───── THE INPUT ─────

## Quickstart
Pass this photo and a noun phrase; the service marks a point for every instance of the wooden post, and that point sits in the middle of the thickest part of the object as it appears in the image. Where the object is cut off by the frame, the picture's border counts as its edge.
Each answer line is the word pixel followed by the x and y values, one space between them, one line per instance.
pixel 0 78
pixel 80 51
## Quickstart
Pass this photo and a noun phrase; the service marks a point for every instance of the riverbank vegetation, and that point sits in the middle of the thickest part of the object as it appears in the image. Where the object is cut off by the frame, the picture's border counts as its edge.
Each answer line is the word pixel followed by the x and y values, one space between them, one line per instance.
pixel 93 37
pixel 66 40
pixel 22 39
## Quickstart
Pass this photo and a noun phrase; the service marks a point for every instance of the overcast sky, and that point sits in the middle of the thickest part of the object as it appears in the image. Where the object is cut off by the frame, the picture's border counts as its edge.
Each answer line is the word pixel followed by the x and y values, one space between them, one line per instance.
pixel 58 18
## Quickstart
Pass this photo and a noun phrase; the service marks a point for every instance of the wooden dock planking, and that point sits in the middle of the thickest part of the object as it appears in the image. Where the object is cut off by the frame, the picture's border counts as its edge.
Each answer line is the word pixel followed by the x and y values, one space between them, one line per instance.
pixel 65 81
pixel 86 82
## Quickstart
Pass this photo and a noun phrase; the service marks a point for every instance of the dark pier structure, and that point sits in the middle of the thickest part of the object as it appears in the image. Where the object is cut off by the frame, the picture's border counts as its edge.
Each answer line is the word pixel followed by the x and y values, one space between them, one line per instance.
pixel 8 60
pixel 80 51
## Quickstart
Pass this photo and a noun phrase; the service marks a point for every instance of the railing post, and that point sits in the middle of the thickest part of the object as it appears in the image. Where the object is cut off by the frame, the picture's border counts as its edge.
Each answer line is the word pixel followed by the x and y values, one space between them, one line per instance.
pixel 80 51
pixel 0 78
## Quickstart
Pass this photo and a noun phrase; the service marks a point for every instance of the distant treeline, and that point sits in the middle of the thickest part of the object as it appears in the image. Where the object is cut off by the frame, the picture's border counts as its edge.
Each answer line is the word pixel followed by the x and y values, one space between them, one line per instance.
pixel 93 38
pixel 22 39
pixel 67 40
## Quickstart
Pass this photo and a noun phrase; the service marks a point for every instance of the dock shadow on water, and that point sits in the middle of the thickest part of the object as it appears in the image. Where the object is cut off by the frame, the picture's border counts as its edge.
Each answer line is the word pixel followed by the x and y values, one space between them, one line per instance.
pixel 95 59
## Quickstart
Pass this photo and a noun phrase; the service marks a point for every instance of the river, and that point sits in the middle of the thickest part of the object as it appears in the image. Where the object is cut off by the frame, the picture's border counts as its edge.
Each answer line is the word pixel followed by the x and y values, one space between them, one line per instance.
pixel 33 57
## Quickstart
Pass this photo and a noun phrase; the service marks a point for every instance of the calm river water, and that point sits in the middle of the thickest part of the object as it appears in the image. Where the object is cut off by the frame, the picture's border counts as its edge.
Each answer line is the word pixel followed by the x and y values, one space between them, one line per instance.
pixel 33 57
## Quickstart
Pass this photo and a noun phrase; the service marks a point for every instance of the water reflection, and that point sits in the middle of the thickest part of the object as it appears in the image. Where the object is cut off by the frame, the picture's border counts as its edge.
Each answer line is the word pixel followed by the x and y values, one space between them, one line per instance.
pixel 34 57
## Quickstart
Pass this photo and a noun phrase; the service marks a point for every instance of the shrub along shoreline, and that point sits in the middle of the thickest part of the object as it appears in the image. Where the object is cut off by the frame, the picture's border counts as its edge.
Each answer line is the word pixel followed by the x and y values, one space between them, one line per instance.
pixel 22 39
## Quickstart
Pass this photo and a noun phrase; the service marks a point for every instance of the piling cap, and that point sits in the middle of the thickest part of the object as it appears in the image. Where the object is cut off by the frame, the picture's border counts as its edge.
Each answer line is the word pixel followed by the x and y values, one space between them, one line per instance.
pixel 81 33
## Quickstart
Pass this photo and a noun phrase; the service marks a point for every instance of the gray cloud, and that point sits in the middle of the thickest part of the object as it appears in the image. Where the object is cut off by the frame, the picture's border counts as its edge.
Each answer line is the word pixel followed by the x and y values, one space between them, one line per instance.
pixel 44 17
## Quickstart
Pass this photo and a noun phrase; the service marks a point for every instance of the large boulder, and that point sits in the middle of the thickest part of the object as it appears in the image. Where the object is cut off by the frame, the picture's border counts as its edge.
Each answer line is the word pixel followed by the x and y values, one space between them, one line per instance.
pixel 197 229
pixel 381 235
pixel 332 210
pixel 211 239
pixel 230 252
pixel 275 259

─────

Provide a verbatim copy of all the entries.

■ **YOUR SOLUTION**
## Quickstart
Pass this photo and a noun phrase; the service marks a point for every instance of the wooden post, and that point sits in the middle of the thickest part of the object as it appears in the image. Where the object is cut off by the frame, the picture's border counts as its edge.
Each answer line is the word pixel followed by the x and y values, one space between them, one line per instance.
pixel 0 78
pixel 80 51
## Quickstart
Pass this photo and a noun phrase; the service marks a point for every instance of the riverbank vegetation, and that point sits in the middle of the thickest part of the object as it appears in the image. Where the object is cut off by the frame, the picture's border counts as its edge.
Each answer line is the word pixel followed by the x and y values, one space between them, one line per instance.
pixel 93 37
pixel 66 40
pixel 22 39
## Quickstart
Pass this photo and a noun phrase; the service marks a point for every instance of the overcast sky, and that point sits in the middle of the thickest part of the object as it appears in the image. Where the object is cut off by the frame, the picture's border counts as its edge.
Each answer line is the word pixel followed by the x and y values, one space between them, one line per instance.
pixel 58 18
## Quickstart
Pass this photo and a noun phrase; the service marks a point for every instance of the wooden dock planking, and that point sits in the middle of the thickest part of the object as it appears in the image. Where the object is cut off by the frame, the picture's border counts as its edge.
Each answer line is the word pixel followed by the x and y values, one space between them, one line per instance.
pixel 65 81
pixel 86 82
## Quickstart
Pass this photo and a noun phrase; the service marks a point for every instance of the dark pier structure, and that point sits in the middle of the thickest part of the object as it appears in the image. Where the object is cut off by the frame, the picture's border counts as its edge.
Each answer line is the word pixel followed by the x and y values, one space between them, one line per instance.
pixel 8 60
pixel 80 51
## Quickstart
Pass this photo and a noun phrase; the service marks a point for every instance of the railing post, and that point sits in the middle of the thickest part of the object as it appears in the image. Where the object is cut off by the frame, the picture's border counts as its edge.
Each answer line is the word pixel followed by the x and y values, one space between them, one line per instance.
pixel 80 51
pixel 0 78
## Quickstart
Pass this photo and a noun phrase; the service marks a point for every instance of the distant treeline, and that point sits in the middle of the thickest part of the object as it appears in the image. Where the object is cut off by the frame, the picture's border counts as its edge.
Each answer line is the word pixel followed by the x and y values, one space between them, one line per instance.
pixel 93 38
pixel 22 39
pixel 67 40
## Quickstart
Pass this photo and a noun phrase; the service marks a point for every instance of the dock shadow on water, and that point sits in the middle of the thickest part of the object as it appears in the image. Where the object is cut off by the frame, the picture's border counts as its edge.
Each answer line is the word pixel followed by the x and y values, one space between them, one line per instance.
pixel 95 59
## Quickstart
Pass this photo and a noun phrase; the service marks a point for every instance of the river, and that point sits in the middle of the thickest part of the object as it appears in the image. Where the object is cut off by the frame, the picture's border counts as its edge.
Each answer line is the word pixel followed by the x and y values, one space between them, one line per instance.
pixel 33 57
## Quickstart
Pass this photo and a noun phrase; the service marks a point for every instance of the calm river water, and that point sits in the middle of the thickest part of the object as it appears in the image. Where the object is cut off by the frame, the picture's border counts as its edge.
Each answer line is the word pixel followed by the x and y values, one space between them, one line per instance.
pixel 33 57
## Quickstart
Pass this photo and a noun phrase; the service marks a point for every instance of the water reflection, and that point sits in the middle of the thickest part of the object as it appears in the image. Where the object is cut off by the frame, the picture's border counts as its edge.
Each answer line is the word pixel followed by the x and y values, one space between them, one line per instance.
pixel 34 57
## Quickstart
Pass this photo and a noun phrase; the service marks a point for every instance of the shrub along shoreline, and that point sits in the middle of the thickest part of the object as it appears in the image. Where the object is cut off by the frame, the picture's border counts as its edge.
Each answer line is the word pixel followed by the x and y values, one space between them, one line per instance.
pixel 22 39
## Quickstart
Pass this photo and a noun phrase; the service marks a point for every instance of the piling cap, and that point sits in the middle of the thickest part of the object as it appears in the image. Where the object is cut off by the frame, the picture's border counts as its edge.
Each answer line is the word pixel followed by the x and y values, one space between them, one line per instance.
pixel 81 33
## Quickstart
Pass this photo and a noun phrase; the service marks a point for every instance of the gray cloud, and that point sits in the middle of the thickest part of the object as it appears in the image. Where the object is cut off by the frame, the picture's border counts as its edge.
Each answer line is the word pixel followed by the x and y values, one space between them, one line per instance.
pixel 44 17
## Quickstart
Pass this photo and a noun phrase; the service marks a point for every instance of the large boulder, and that point sits in the middle of the thickest part of the object as it appears in the image. Where the object is cut off by the frame, the picture's border counts as its edge.
Each answer line is the word pixel followed by the x and y values, one space between them, one line per instance.
pixel 197 229
pixel 381 235
pixel 332 210
pixel 211 239
pixel 230 252
pixel 275 259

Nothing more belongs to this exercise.